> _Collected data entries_
------

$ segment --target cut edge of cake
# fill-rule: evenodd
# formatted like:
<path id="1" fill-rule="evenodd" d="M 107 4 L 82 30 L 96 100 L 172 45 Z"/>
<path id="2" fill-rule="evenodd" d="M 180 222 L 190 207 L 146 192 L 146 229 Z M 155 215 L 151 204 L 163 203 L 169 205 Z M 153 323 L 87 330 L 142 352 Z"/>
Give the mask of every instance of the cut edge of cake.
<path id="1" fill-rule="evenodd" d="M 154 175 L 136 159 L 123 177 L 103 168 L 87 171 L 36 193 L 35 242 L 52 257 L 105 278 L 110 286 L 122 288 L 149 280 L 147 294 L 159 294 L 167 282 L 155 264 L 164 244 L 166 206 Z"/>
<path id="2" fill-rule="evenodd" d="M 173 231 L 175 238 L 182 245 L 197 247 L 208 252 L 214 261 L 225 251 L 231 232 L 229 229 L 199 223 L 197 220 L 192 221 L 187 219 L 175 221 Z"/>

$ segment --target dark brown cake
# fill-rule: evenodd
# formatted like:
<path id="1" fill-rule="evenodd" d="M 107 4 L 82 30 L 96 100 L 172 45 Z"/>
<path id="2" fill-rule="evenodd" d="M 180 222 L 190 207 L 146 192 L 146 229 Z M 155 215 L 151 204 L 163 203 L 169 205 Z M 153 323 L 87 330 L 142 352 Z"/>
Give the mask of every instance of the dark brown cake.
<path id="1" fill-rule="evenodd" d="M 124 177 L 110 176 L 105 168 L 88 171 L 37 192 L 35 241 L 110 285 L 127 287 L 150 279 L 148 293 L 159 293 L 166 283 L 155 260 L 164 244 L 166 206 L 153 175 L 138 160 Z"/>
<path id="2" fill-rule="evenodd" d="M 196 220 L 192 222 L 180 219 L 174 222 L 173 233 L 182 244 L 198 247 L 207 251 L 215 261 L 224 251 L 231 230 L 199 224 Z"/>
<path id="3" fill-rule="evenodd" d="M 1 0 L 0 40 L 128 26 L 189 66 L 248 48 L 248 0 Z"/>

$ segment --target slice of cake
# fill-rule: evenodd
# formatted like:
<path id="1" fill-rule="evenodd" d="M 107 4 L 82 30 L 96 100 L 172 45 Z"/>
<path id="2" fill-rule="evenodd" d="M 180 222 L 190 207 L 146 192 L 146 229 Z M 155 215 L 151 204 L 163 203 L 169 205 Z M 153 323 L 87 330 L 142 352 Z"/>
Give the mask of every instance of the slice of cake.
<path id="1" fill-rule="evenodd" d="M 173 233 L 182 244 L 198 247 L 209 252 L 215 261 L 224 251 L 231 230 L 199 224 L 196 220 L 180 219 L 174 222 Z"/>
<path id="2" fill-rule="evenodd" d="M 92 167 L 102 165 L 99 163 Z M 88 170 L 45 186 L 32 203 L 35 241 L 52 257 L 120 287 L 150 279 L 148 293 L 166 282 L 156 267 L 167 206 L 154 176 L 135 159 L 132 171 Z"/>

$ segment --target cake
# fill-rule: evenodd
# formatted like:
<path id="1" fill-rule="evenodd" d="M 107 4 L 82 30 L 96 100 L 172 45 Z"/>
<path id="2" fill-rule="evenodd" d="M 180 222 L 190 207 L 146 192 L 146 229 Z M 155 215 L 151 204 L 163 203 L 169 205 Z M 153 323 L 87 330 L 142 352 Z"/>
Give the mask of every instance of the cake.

------

> _Stated problem_
Repeat all of the records above verbatim, line for line, without altering any character.

> _Result for this task_
$ segment --target cut edge of cake
# fill-rule: evenodd
# formatted like:
<path id="1" fill-rule="evenodd" d="M 107 4 L 82 30 L 96 100 L 172 45 Z"/>
<path id="2" fill-rule="evenodd" d="M 180 222 L 190 207 L 146 192 L 146 229 Z M 155 215 L 151 204 L 163 203 L 169 205 Z M 153 323 L 87 330 L 142 352 Z"/>
Give the mask of every instance of the cut edge of cake.
<path id="1" fill-rule="evenodd" d="M 154 175 L 136 159 L 123 177 L 103 168 L 87 171 L 36 193 L 35 242 L 52 257 L 105 278 L 110 286 L 122 288 L 149 280 L 147 294 L 159 294 L 167 282 L 155 264 L 164 244 L 166 206 Z"/>
<path id="2" fill-rule="evenodd" d="M 173 231 L 175 238 L 182 245 L 197 247 L 208 252 L 214 261 L 225 251 L 231 232 L 229 229 L 199 223 L 197 220 L 192 221 L 187 219 L 175 221 Z"/>

$ segment --target dark brown cake
# fill-rule: evenodd
# formatted like:
<path id="1" fill-rule="evenodd" d="M 107 4 L 82 30 L 96 100 L 172 45 Z"/>
<path id="2" fill-rule="evenodd" d="M 180 222 L 190 207 L 146 192 L 146 229 Z M 155 215 L 151 204 L 163 203 L 169 205 Z M 153 323 L 87 330 L 142 352 Z"/>
Give the mask of every instance of the dark brown cake.
<path id="1" fill-rule="evenodd" d="M 124 177 L 110 176 L 105 168 L 88 171 L 37 192 L 35 241 L 110 285 L 127 287 L 150 279 L 148 293 L 159 293 L 166 283 L 155 260 L 164 244 L 166 206 L 153 175 L 138 160 Z"/>
<path id="2" fill-rule="evenodd" d="M 196 220 L 192 222 L 180 219 L 174 222 L 173 233 L 182 244 L 198 247 L 207 251 L 215 261 L 224 251 L 231 230 L 199 224 Z"/>
<path id="3" fill-rule="evenodd" d="M 1 0 L 0 40 L 128 26 L 189 66 L 248 48 L 248 0 Z"/>

$ segment --target slice of cake
# fill-rule: evenodd
# formatted like:
<path id="1" fill-rule="evenodd" d="M 107 4 L 82 30 L 96 100 L 172 45 Z"/>
<path id="2" fill-rule="evenodd" d="M 180 222 L 190 207 L 146 192 L 146 229 Z M 155 215 L 151 204 L 163 203 L 169 205 Z M 153 323 L 87 330 L 142 352 Z"/>
Give the mask of every instance of the slice of cake.
<path id="1" fill-rule="evenodd" d="M 173 233 L 182 244 L 198 247 L 209 252 L 215 261 L 224 251 L 231 230 L 199 224 L 196 220 L 180 219 L 174 222 Z"/>
<path id="2" fill-rule="evenodd" d="M 92 167 L 102 165 L 99 163 Z M 88 170 L 45 186 L 32 203 L 35 241 L 52 257 L 120 287 L 150 279 L 148 293 L 166 282 L 156 267 L 167 206 L 154 176 L 135 159 L 132 171 Z"/>

$ segment --target cake
# fill-rule: evenodd
# formatted like:
<path id="1" fill-rule="evenodd" d="M 107 4 L 82 30 L 96 100 L 172 45 Z"/>
<path id="2" fill-rule="evenodd" d="M 180 222 L 190 207 L 146 192 L 146 229 Z M 155 215 L 151 204 L 163 203 L 169 205 Z M 153 323 L 87 330 L 142 352 Z"/>
Give the mask of every instance of the cake.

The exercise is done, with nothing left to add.